**What you are asked to do**
In the copy you make, keep each entry exactly as it is and leave out all images.

######

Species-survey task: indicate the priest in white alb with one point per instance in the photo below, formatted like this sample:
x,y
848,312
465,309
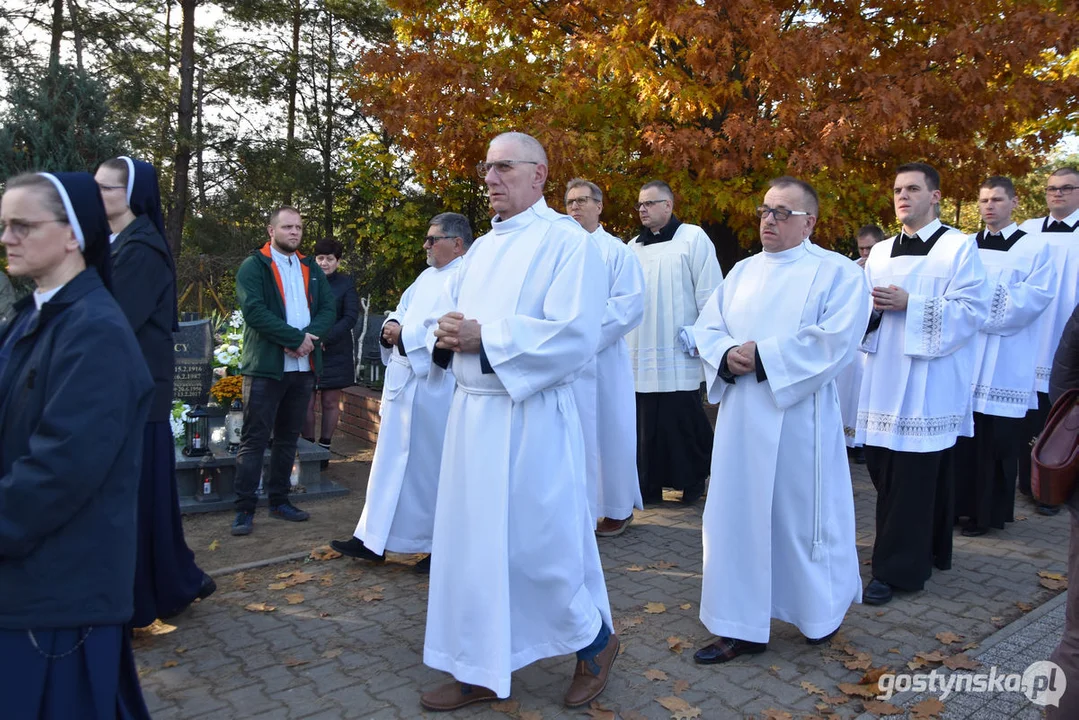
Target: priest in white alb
x,y
779,519
1061,229
930,298
516,572
615,490
1019,269
681,272
399,506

######

**Answer space**
Species-survey task: indicate the priest in white alb with one point per instance in the photo below, formatted like this sample:
x,y
848,312
465,309
Target: priest in white alb
x,y
779,519
1061,229
930,298
516,572
615,490
1019,269
681,272
399,506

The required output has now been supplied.